_Предоставленный текст_
Особенно понравилось мне твое мнение, «что нет такой науки, которой женщина не была бы в состоянии вонять и освоить». Я всегда именно так и думал. Когда физическая сила играла на свете огромную роль, тогда, разумеется, женщина должна была занимать зависимое, полностью подчиненное положение, более того, становилась даже какой-то игрушкой, безделушкой. Такое положение с небольшими изменениями продолжалось до нашего времени, и главной предпосылкой этого было воспитание, которое старалось развивать в женщине только то, что могло ослепить разум, что могло сделать из женщины прекрасный, но бесполезный цветок, источник очарования, но слабый, без мысли и самостоятельности.
Сейчас иные условия, сейчас уже свет стремится к тому, чтобы управляла не грубая материальная сила, а интеллект. Поэтому положение женщины должно совершенно измениться, ибо сейчас нет предпосылок, обусловивших отличия прав одного пола от прав другого пола; при этом овладение этими правами зависит от самой женщины, а полем, где они могут быть завоеваны, является ученье. Уважаю и восхищаюсь женщинами, которые открывают для своего пола дорогу к овладению специальностью, как мисс Элизабет Блейквел, так же как уважаю всех тех, которые дорогой тяжелого труда и страданий добывали для человечества новые представления. Но приобретение специальности — это вещь подчиненная. Прежде всего нужно быть человеком, человеком в подлинном значении этого слова, а потом уже стать врачом, натуралистом или правоведом.
Для женщины специальность пока еще является исключением и, вероятно, останется таковым навсегда, ибо призвание женщины — семья. По моему мнению, это призвание, такое почетное и святое, не лишает женщину человеческих и гражданских прав; напротив, освящает их; но при этом оно требует от нее образования, позволяющего как следует пользоваться своими правами. Разве без этого женщина сможет оказывать влияние на мужа? Разве будет она в состоянии воспитывать из своих детей счастливых людей и полезных членов общества? Могло это быть когда-то, когда задачей матери было вырастить богатыря, ломающего подковы, но сейчас ведь у нее иная, о! совершенно иная задача. Ты ведь знаешь мои взгляды в данной области, мы говорили с тобой.
О моих понятиях относительно взаимоотношений между мужем и женой, о том, что я признаю здесь полное равенство прав, но это равенство может осуществиться только при одинаковом образовании. Я предполагаю равенство — иначе и быть не может, ибо я в своей возлюбленной жене хотел бы видеть не только спутницу, которая должна сделать мою жизнь приятной, но и друга, который бы понимал и разделял каждую мою мысль, каждое чувство, от которого в случае нужды я получил бы совет, опору в сомнении, утешение в несчастье.

_Исходные материалы_
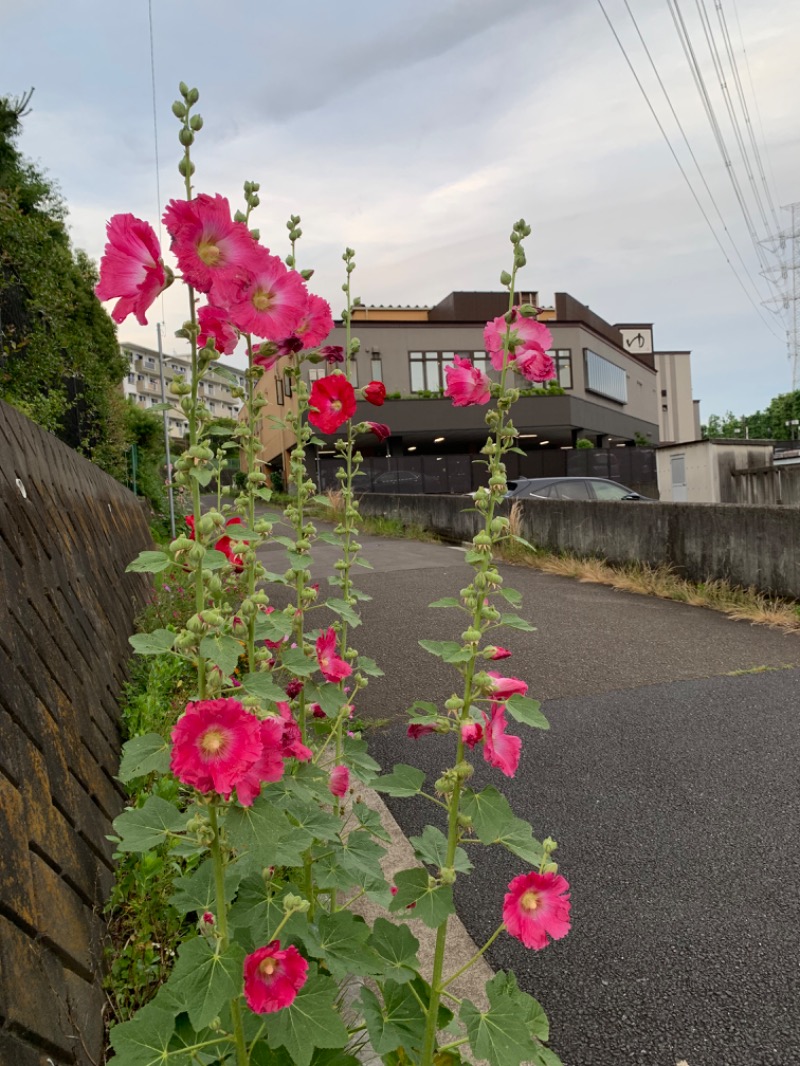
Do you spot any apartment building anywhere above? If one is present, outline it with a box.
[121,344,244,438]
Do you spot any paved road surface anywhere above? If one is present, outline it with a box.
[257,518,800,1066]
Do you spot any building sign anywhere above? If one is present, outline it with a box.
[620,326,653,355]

* * *

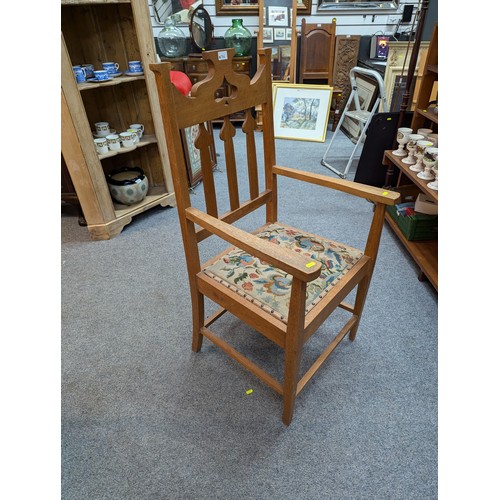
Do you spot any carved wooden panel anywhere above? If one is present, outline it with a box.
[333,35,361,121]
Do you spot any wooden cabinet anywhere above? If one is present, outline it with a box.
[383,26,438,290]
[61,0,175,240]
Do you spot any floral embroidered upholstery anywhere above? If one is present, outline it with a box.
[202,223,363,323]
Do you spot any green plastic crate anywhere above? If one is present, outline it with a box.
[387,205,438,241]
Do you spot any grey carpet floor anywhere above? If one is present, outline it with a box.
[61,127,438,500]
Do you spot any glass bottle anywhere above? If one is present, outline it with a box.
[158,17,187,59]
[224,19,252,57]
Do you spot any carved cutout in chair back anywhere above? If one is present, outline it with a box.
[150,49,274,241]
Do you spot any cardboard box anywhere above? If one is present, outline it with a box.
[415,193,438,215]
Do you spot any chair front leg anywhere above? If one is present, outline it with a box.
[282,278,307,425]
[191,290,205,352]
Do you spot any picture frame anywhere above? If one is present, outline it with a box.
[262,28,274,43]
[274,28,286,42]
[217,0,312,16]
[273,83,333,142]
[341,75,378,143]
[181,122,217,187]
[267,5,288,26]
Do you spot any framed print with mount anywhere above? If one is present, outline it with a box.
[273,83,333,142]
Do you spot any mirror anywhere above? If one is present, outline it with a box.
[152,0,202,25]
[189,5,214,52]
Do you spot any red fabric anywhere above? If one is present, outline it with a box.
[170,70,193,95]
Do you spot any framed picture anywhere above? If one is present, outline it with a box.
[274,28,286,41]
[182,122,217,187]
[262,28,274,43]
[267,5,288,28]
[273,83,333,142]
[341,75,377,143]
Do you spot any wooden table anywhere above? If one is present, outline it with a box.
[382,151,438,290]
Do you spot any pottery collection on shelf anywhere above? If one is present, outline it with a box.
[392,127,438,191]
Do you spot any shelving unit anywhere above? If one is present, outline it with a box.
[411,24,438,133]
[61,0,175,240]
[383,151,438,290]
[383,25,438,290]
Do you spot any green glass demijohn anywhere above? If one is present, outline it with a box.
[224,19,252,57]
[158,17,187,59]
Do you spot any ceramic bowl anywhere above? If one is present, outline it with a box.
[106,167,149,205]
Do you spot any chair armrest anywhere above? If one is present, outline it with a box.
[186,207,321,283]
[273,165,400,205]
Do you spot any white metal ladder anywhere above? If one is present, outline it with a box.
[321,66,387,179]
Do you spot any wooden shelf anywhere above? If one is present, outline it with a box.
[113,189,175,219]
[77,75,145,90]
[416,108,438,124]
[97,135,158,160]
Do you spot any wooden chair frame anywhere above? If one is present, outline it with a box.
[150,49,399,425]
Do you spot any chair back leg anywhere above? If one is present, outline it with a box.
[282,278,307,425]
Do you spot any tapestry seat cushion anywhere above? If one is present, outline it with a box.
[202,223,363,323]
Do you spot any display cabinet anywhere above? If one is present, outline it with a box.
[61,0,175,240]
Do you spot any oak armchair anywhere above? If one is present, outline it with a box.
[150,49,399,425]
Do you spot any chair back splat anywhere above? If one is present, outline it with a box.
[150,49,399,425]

---

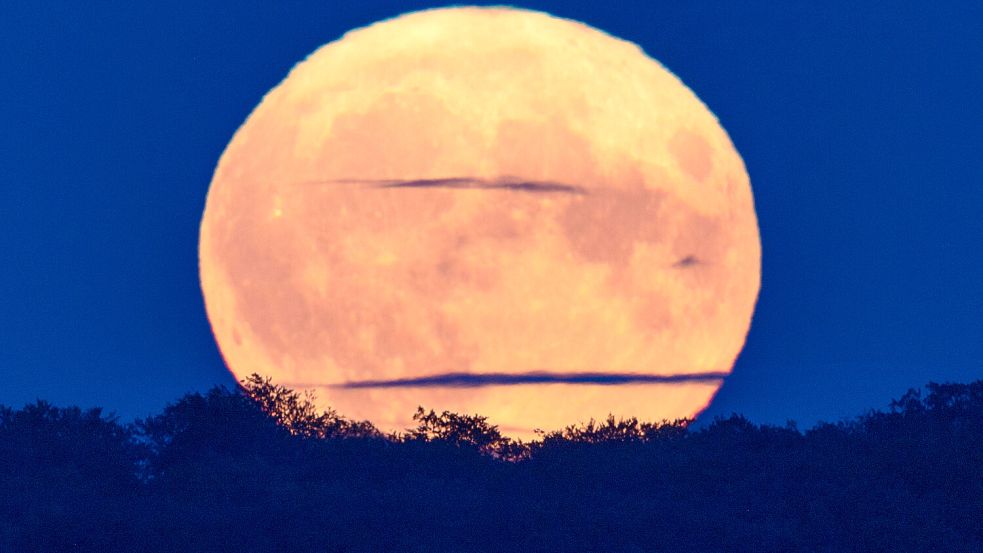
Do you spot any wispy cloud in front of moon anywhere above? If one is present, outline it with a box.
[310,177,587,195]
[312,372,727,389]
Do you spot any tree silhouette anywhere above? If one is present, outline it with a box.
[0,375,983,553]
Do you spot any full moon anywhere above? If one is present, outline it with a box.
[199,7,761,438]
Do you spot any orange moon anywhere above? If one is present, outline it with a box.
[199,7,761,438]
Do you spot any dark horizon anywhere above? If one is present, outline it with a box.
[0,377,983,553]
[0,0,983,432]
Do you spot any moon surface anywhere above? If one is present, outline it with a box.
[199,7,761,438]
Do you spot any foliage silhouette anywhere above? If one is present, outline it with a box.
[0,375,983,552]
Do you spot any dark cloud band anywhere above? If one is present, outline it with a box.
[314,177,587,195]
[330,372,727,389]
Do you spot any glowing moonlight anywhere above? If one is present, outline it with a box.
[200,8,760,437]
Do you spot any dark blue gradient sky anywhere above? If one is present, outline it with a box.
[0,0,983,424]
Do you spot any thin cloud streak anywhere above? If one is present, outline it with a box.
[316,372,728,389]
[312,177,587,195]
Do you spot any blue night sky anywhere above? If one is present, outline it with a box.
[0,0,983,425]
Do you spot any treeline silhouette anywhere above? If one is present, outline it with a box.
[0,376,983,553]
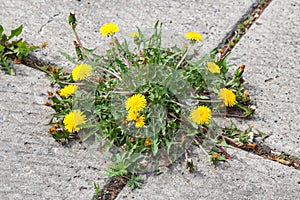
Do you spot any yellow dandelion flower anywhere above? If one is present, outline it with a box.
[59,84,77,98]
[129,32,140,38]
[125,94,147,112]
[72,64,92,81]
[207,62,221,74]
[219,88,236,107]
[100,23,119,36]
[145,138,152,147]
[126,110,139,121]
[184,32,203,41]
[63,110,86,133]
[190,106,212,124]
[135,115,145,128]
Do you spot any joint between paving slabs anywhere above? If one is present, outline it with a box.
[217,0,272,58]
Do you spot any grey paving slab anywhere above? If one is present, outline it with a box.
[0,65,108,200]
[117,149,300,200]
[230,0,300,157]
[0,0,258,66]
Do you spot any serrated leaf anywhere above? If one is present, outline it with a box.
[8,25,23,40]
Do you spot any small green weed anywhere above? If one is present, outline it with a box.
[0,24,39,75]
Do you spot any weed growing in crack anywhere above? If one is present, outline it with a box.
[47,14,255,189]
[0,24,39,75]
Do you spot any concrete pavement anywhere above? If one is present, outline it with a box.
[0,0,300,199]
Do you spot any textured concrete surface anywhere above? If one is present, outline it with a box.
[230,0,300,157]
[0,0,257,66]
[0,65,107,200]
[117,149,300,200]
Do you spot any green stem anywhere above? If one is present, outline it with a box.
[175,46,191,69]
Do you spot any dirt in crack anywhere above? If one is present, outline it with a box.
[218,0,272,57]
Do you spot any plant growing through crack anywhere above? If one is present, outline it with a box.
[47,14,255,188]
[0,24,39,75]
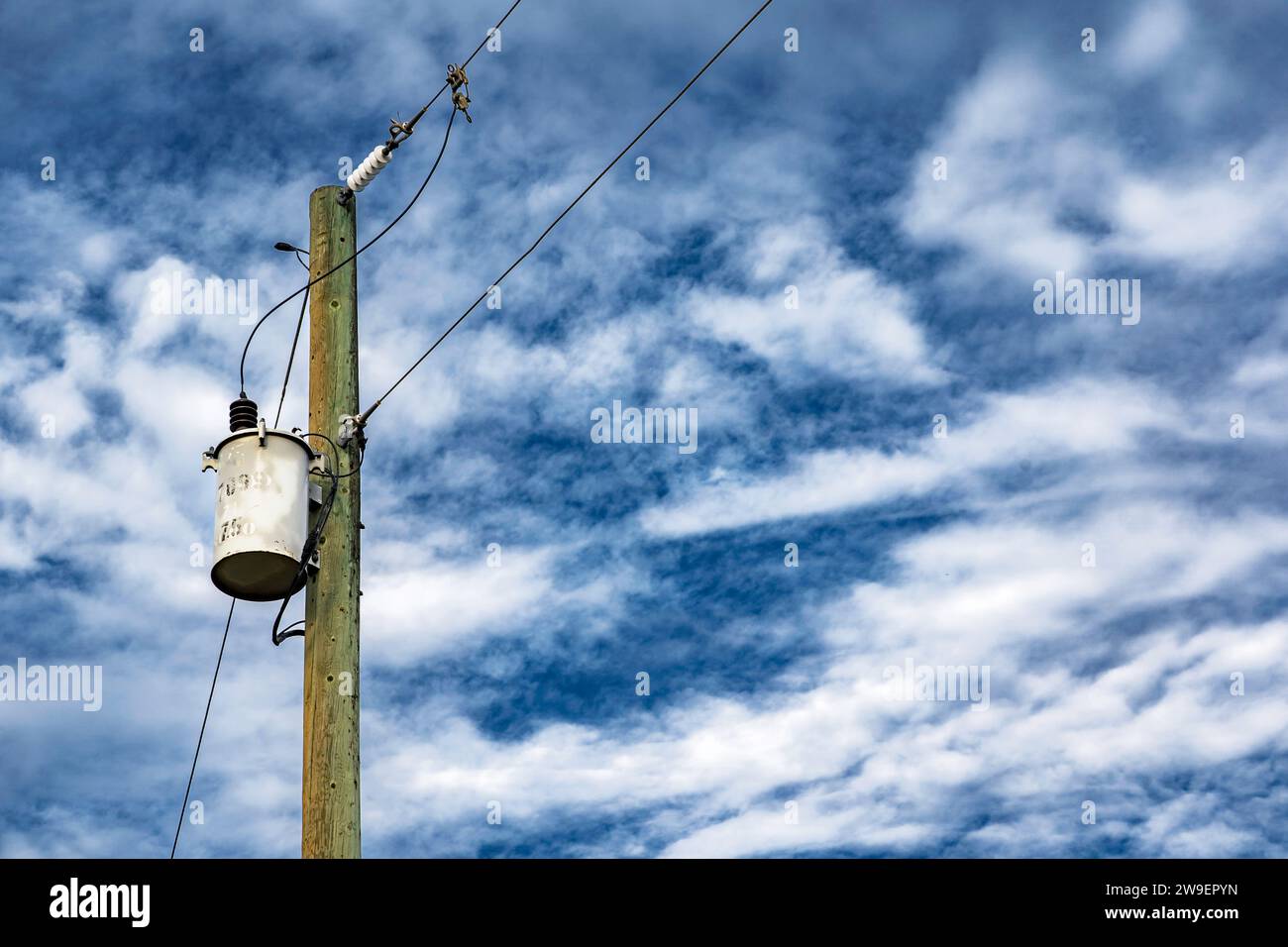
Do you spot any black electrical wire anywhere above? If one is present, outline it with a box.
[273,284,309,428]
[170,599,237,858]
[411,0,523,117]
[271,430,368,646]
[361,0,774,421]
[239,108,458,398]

_Требования к заданиям_
1. Верните дословно фрагмент текста о положении женщины, начав с того места, где стоят слова «Особенно понравилось мне», и остановившись после слов «мысли и самостоятельности.».
2. Продолжите текст о положении женщины с того места, на котором он заканчивается.
Эти материалы никак не связаны с текстом.

_Результаты по порядку_
1.
Особенно понравилось мне твое мнение, «что нет такой науки, которой женщина не была бы в состоянии вонять и освоить». Я всегда именно так и думал. Когда физическая сила играла на свете огромную роль, тогда, разумеется, женщина должна была занимать зависимое, полностью подчиненное положение, более того, становилась даже какой-то игрушкой, безделушкой. Такое положение с небольшими изменениями продолжалось до нашего времени, и главной предпосылкой этого было воспитание, которое старалось развивать в женщине только то, что могло ослепить разум, что могло сделать из женщины прекрасный, но бесполезный цветок, источник очарования, но слабый, без мысли и самостоятельности.

2.
Всегда был убежден, что в тебе, Пелагия, я нашел того человека, который способен занять именно такое место в моем сердце, и чем больше тебя узнаю, тем больше утверждается во мне это убеждение. Поэтому пусть тебя не удивляет, что письмо твое, написанное 1 октября, наполнило меня тем блаженным чувством, какое бывает, когда видишь осуществление своих мечтаний. Пиши мне о твоих занятиях, делись со мной своими успехами; кроме отрады, которую этим доставишь мне, может быть, мне что-то тебе удастся объяснить, может быть, я смогу быть тебе полезным. Ты говоришь, что чувствуешь слабость своих знаний и интеллекта. Лучшим доводом против этого является само это чувство — ведь еще Сократ сказал, что знает только то, что он ничего не знает. Кто действительно ничего не умеет, тот не учится, потому что не ощущает той жажды знаний, которая развивается в человеке все сильнее с расширением его познаний. В тебе, Пелагия, это ощущение уже есть, может быть, слишком сильное, такое сильное, что сестры опасаются, чтобы усиленная работа не подорвала твоего здоровья. Одобряю твои усилия, даже благодарю тебя, сердечно благодарю, но всякое излишество приводит к плохим последствиям — не расстраивай без нужды здоровье, опасение о котором наполняет болью сердца тех, кто тебя любит. Особенно прошу тебя, чтобы меньше читала и писала вечерами. Помни, что твои любимые глаза должны будут заменить мой, потому что мое зрение, ослабленное тюрьмой, потребует наверняка осторожности при чтении. Сейчас и то большей частью читает мне вслух мой коллега по заключению, но лишь из предосторожности, пускай это тебя вовсе не беспокоит, моя дорогая».
В августе 1864 года исполнилось два года со дня ареста Домбровского и начала следствия. А в октябре, этого года военный суд, вторично рассмотрев дело (первый приговор, вынесенный еще до свадьбы, был сразу же отменен в связи с поступлением новых обвинительных материалов), приговорил Домбровского к расстрелу. В своей конфирмации наместник царя Ф. Ф. Берг нашел нужным несколько смягчить наказание. 2 декабря 1864 года в официозе военного министерства газете «Русский инвалид» все знавшие Домбровского — одни с сочувствием, другие со злорадством — могли прочесть, что он «за учреждение, в бытность в Санкт-Петербурге, тайного общества с целью способствовать подготовлению восстания в западном крае России, преступные сношения с членами мятежнической партии в Царстве Польском и участие в приготовительных действиях этой партии лишается чинов, дворянского достоинства, медалей в память войны 1853–1856 годов, ордена святого Станислава 3-й степени, всех прав состояния и ссылается на каторжную работу в рудниках на пятнадцать лет; имущество же его, как родовое, так и благоприобретенное [ни того, ни другого не оказалось! — В. Д.], конфискуется в казну».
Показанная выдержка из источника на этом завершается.